EXERCISE TASK »
Write out the full listing again, exactly as it stands.

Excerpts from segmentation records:
:::::

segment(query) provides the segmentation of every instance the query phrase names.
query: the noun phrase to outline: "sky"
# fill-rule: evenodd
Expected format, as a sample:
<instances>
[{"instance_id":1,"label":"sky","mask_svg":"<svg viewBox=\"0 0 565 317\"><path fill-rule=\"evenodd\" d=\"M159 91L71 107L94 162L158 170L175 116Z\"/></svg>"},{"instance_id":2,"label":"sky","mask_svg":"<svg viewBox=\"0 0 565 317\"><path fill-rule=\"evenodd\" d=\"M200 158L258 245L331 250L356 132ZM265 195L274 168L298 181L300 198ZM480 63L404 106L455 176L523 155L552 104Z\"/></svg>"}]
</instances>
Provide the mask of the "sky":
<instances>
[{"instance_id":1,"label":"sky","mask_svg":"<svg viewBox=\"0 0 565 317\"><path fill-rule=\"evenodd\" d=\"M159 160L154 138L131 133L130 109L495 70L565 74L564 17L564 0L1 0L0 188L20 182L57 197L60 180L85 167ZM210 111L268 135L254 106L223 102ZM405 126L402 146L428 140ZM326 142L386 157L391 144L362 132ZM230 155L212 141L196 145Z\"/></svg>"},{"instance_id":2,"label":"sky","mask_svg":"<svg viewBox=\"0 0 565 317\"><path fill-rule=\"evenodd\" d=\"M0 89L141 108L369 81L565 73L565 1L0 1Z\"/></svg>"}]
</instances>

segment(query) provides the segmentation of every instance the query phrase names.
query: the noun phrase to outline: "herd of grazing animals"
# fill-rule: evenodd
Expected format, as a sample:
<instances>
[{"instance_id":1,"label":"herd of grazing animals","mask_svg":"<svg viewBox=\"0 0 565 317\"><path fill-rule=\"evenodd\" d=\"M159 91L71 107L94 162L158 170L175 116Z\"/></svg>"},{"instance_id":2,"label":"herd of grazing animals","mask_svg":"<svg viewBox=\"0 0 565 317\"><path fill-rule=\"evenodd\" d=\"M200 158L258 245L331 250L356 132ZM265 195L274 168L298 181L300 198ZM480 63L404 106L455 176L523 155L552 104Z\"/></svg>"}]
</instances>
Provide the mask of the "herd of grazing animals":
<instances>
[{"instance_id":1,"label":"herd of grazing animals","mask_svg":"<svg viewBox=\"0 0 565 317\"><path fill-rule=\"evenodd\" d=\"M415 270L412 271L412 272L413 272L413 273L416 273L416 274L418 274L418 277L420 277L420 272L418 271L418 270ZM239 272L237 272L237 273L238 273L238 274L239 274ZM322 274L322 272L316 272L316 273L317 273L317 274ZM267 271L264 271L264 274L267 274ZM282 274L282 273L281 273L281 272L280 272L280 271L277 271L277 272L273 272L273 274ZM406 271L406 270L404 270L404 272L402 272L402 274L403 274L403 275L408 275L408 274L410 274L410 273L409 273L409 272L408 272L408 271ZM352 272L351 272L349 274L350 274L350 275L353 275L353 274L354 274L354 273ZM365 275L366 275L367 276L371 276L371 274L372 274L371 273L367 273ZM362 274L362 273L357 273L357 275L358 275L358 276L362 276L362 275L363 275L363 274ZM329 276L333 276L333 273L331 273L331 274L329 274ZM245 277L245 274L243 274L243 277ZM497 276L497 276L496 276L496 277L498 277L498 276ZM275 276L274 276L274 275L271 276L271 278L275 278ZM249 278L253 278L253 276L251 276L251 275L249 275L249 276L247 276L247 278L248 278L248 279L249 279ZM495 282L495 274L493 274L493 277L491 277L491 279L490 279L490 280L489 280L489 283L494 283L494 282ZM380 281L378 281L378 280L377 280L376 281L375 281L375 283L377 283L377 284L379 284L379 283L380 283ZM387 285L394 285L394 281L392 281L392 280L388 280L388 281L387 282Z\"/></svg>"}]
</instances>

:::::

RESPONSE »
segment(query) provides the segmentation of every instance the query phrase names.
query: the noun phrase to outline: "sky"
# fill-rule: evenodd
Expected format, as a sample:
<instances>
[{"instance_id":1,"label":"sky","mask_svg":"<svg viewBox=\"0 0 565 317\"><path fill-rule=\"evenodd\" d=\"M159 91L71 107L94 162L158 170L175 116Z\"/></svg>"},{"instance_id":2,"label":"sky","mask_svg":"<svg viewBox=\"0 0 565 317\"><path fill-rule=\"evenodd\" d=\"M200 158L258 245L331 250L356 132ZM265 195L274 168L298 181L300 198ZM480 63L404 106L455 176L523 155L552 104Z\"/></svg>"}]
</instances>
Provide the mask of the "sky":
<instances>
[{"instance_id":1,"label":"sky","mask_svg":"<svg viewBox=\"0 0 565 317\"><path fill-rule=\"evenodd\" d=\"M159 160L154 138L131 133L130 109L495 70L565 74L564 17L564 0L1 0L0 188L20 182L57 197L60 180L85 167ZM210 111L268 135L254 106L223 102ZM405 126L402 146L428 140ZM326 142L386 157L391 144L362 132ZM230 155L212 141L196 145Z\"/></svg>"},{"instance_id":2,"label":"sky","mask_svg":"<svg viewBox=\"0 0 565 317\"><path fill-rule=\"evenodd\" d=\"M0 89L141 108L369 81L565 73L565 1L0 1Z\"/></svg>"}]
</instances>

segment(query) provides the segmentation of every instance the query phrase names.
query: the noun phrase to outline: "herd of grazing animals"
# fill-rule: evenodd
Expected format, as a sample:
<instances>
[{"instance_id":1,"label":"herd of grazing animals","mask_svg":"<svg viewBox=\"0 0 565 317\"><path fill-rule=\"evenodd\" d=\"M159 91L71 107L94 162L158 170L175 116Z\"/></svg>"},{"instance_id":2,"label":"herd of grazing animals","mask_svg":"<svg viewBox=\"0 0 565 317\"><path fill-rule=\"evenodd\" d=\"M200 158L258 245L331 250L356 132ZM265 195L274 168L298 181L300 198ZM480 63L404 106L455 176L523 155L552 104Z\"/></svg>"}]
</instances>
Provide the mask of the "herd of grazing animals":
<instances>
[{"instance_id":1,"label":"herd of grazing animals","mask_svg":"<svg viewBox=\"0 0 565 317\"><path fill-rule=\"evenodd\" d=\"M415 270L412 271L412 272L413 272L413 273L416 273L416 274L418 274L418 277L420 277L420 272L418 271L418 270ZM239 272L237 272L237 273L238 273L238 274L239 274ZM322 274L322 272L316 272L316 273L317 273L317 274ZM267 271L264 271L264 274L267 274ZM282 274L282 273L281 273L281 272L280 272L280 271L277 271L277 272L273 272L273 274ZM406 271L406 270L404 270L404 272L402 272L402 274L403 274L403 275L408 275L408 274L410 274L410 273L409 273L409 272L408 272L408 271ZM352 272L351 272L349 274L350 274L350 275L353 275L353 274L354 274L354 273ZM365 275L366 275L367 276L371 276L371 274L372 274L371 273L367 273ZM362 274L362 273L357 273L357 275L358 275L358 276L362 276L362 275L363 275L363 274ZM329 276L333 276L333 273L331 273L331 274L329 274ZM245 277L245 274L243 274L243 277ZM497 276L497 276L496 276L496 277L498 277L498 276ZM275 276L274 276L274 275L271 276L271 278L275 278ZM249 278L253 278L253 276L251 276L251 275L249 275L249 276L247 276L247 278L248 278L248 279L249 279ZM495 282L495 274L493 274L493 277L491 277L491 279L490 279L490 280L489 280L489 283L494 283L494 282ZM380 281L378 281L378 280L377 280L376 281L375 281L375 283L377 283L377 284L379 284L379 283L380 283ZM387 285L394 285L394 281L392 281L392 280L388 280L388 281L387 282Z\"/></svg>"}]
</instances>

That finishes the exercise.